| GIVEN RECORDS |
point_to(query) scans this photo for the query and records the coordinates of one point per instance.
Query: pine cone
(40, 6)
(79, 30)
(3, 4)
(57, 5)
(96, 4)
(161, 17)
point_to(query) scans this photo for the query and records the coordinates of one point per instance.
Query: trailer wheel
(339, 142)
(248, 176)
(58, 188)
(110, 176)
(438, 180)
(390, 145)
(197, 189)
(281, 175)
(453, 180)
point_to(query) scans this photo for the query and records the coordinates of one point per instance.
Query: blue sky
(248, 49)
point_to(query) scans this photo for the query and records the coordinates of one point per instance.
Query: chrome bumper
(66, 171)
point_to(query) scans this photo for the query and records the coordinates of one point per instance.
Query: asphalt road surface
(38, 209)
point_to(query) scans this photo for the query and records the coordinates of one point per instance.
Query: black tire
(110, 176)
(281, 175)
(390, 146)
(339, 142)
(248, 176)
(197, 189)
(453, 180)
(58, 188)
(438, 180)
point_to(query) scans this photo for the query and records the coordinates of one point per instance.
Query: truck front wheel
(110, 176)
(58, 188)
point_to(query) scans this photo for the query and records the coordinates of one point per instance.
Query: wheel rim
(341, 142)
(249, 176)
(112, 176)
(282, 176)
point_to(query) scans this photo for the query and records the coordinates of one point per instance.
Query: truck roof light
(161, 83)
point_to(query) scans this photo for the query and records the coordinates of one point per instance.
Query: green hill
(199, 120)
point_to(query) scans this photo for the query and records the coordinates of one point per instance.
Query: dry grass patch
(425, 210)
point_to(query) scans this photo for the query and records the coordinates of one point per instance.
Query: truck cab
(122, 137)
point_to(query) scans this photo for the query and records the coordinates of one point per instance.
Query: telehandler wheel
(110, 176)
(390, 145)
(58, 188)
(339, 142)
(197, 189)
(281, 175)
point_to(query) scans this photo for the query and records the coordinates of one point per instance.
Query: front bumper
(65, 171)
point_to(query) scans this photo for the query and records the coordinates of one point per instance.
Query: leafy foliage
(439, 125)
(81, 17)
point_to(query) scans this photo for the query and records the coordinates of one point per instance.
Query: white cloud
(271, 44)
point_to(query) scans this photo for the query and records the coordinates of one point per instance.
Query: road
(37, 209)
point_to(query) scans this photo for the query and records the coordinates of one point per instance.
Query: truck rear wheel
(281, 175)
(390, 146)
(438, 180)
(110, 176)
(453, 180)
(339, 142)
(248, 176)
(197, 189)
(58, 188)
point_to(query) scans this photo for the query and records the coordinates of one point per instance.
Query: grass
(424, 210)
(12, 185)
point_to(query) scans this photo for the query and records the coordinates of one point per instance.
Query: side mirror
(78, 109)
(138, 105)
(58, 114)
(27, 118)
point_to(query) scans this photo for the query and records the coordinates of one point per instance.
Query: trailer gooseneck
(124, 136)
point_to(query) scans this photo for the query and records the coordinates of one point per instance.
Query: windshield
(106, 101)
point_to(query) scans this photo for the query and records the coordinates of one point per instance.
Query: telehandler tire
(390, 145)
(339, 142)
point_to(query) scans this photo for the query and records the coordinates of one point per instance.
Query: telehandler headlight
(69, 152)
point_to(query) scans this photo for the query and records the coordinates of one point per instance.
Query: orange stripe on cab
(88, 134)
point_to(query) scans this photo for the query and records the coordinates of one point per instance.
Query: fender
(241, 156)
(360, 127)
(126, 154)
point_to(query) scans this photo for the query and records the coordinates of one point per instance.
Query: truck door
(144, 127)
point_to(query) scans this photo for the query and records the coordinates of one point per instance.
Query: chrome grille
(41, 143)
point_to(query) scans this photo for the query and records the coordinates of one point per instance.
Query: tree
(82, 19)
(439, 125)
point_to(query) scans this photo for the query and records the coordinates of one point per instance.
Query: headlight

| YOUR INSTRUCTIONS |
Print out the data exactly once more.

| ANSWER TO THE EXERCISE |
point_to(query) scans this photo for the query and records the coordinates of one point per instance.
Query: pine cone
(40, 6)
(79, 30)
(3, 4)
(57, 5)
(96, 4)
(161, 17)
point_to(query) scans this photo for the query and records the coordinates of one point per instance.
Query: trailer wheel
(339, 142)
(248, 176)
(58, 188)
(110, 176)
(438, 180)
(390, 145)
(197, 189)
(281, 175)
(453, 180)
point_to(query) scans this photo for the query and records the coordinates of one point per instance.
Query: blue sky
(248, 49)
point_to(query) scans this photo for the query and records the coordinates of one point per instance.
Query: chrome bumper
(66, 171)
point_to(query) scans this photo for the query and records the coordinates of one point per instance.
Query: asphalt road surface
(38, 209)
point_to(query) scans this photo for the query and records the coordinates of one point per instance.
Query: black tire
(110, 176)
(281, 175)
(390, 146)
(339, 142)
(248, 176)
(197, 189)
(453, 180)
(58, 188)
(438, 180)
point_to(query) scans this photo for the query and records the coordinates of one point per instance.
Query: truck front wheel
(110, 176)
(58, 188)
point_to(query) scans this photo for the query and records the coordinates of one point per instance.
Query: wheel rim
(341, 142)
(249, 176)
(112, 176)
(282, 176)
point_to(query) scans this photo for the query and records the coordinates of one point per instance.
Query: truck roof light
(161, 83)
point_to(query) scans this photo for the query and records the coordinates of one point per instance.
Query: green hill
(199, 120)
point_to(query) scans this photo for the query and records the coordinates of one point per instance.
Query: dry grass patch
(425, 210)
point_to(query) scans this photo for the query and records the coordinates of one point per instance.
Query: truck cab
(122, 137)
point_to(query) scans this photo for the query and records the coordinates of one point per instance.
Query: telehandler wheel
(110, 176)
(390, 145)
(58, 188)
(339, 142)
(197, 189)
(281, 175)
point_to(query) scans this photo for the query and records the coordinates of one point per instance.
Query: front bumper
(65, 171)
point_to(query) scans this photo for the query and records the coordinates of one point per instance.
Query: leafy foliage
(439, 125)
(81, 17)
point_to(query) scans this photo for the query and records the coordinates of one point per instance.
Query: white cloud
(271, 44)
point_to(query) scans this photo for the query and records the coordinates of one point per instance.
Query: road
(37, 209)
point_to(query) scans this photo for the query and records the coordinates of one point per instance.
Query: truck rear wheel
(281, 175)
(390, 146)
(438, 180)
(110, 176)
(453, 180)
(339, 142)
(248, 176)
(197, 189)
(58, 188)
point_to(query) scans this photo for the query and records the coordinates of one point per instance.
Query: grass
(424, 210)
(12, 185)
point_to(query) scans this photo for the query and records the coordinates of one point per instance.
Query: side mirror
(78, 109)
(138, 105)
(58, 114)
(27, 118)
point_to(query) scans this photo for the query and records the coordinates of one point per instance.
Query: trailer gooseneck
(124, 136)
point_to(query) scans this photo for the query and records the coordinates of one point per instance.
Query: windshield
(106, 101)
point_to(query) scans this photo for the query and records the coordinates of one point per instance.
Query: telehandler tire
(390, 145)
(339, 142)
point_to(query) scans this photo for the query and records the coordinates of one point per instance.
Query: telehandler headlight
(69, 152)
point_to(query) scans this photo for the query and records the coordinates of one point per instance.
Query: orange stripe on cab
(88, 134)
point_to(query) scans this photo for the query and records the coordinates of one point per instance.
Query: fender
(241, 156)
(360, 127)
(126, 154)
point_to(query) scans this photo for the query and records the coordinates of one point per instance.
Query: truck door
(144, 127)
point_to(query) scans this photo for the query and records the coordinates of one point per instance.
Query: chrome grille
(41, 143)
point_to(query) scans this photo for the query and records the coordinates of one point per instance.
Query: tree
(82, 19)
(439, 125)
point_to(query) scans this photo for the query and records the coordinates of one point per instance.
Query: headlight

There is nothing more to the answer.